--- START ---

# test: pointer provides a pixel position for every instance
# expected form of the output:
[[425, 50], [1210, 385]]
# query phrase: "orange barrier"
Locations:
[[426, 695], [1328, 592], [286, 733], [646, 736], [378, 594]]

--- END ---
--- START ---

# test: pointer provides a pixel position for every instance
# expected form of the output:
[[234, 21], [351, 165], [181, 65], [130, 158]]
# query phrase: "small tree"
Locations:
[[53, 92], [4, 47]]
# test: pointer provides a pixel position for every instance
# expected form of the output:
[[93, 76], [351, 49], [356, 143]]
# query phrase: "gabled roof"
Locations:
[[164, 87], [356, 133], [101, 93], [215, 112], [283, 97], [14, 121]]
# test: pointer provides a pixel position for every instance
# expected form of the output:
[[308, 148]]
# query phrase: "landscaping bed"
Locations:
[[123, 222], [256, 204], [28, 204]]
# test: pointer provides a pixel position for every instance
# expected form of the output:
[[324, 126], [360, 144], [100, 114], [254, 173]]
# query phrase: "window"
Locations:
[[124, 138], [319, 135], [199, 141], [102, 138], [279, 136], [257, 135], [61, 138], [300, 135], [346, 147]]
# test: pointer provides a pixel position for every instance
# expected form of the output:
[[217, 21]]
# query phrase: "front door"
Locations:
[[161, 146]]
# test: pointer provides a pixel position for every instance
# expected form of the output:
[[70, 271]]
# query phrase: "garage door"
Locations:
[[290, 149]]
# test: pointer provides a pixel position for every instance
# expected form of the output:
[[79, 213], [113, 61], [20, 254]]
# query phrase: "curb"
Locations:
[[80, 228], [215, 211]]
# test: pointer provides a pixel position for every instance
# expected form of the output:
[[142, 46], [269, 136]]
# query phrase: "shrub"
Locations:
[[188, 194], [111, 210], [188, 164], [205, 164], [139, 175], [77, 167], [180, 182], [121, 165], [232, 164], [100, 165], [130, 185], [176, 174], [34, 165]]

--- END ---
--- START ---

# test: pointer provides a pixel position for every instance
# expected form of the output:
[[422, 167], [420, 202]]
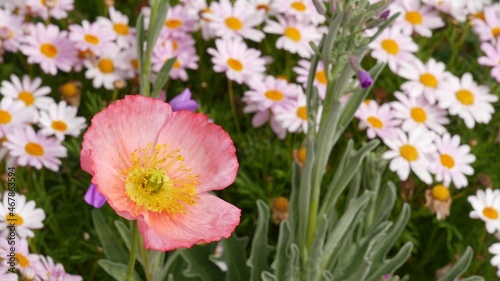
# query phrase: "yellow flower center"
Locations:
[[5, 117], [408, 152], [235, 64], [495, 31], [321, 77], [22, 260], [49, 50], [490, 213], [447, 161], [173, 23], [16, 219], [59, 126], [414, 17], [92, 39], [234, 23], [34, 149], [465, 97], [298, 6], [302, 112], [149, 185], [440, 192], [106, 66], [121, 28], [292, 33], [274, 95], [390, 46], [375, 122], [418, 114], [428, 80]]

--- END ---

REQUIRED WORK
What lines in the listing above contain the word "query"? Show each one.

RESULT OF THE TASK
# query phrase: "orange barrier"
# query phrase: "small tree"
# query phrase: "gabled roof"
# query phrase: "landscaping bed"
# query phrase: "window"
# query phrase: "front door"
# query phrase: "garage door"
# query phrase: "curb"
# query phrase: "shrub"
# query phrase: "yellow flower center"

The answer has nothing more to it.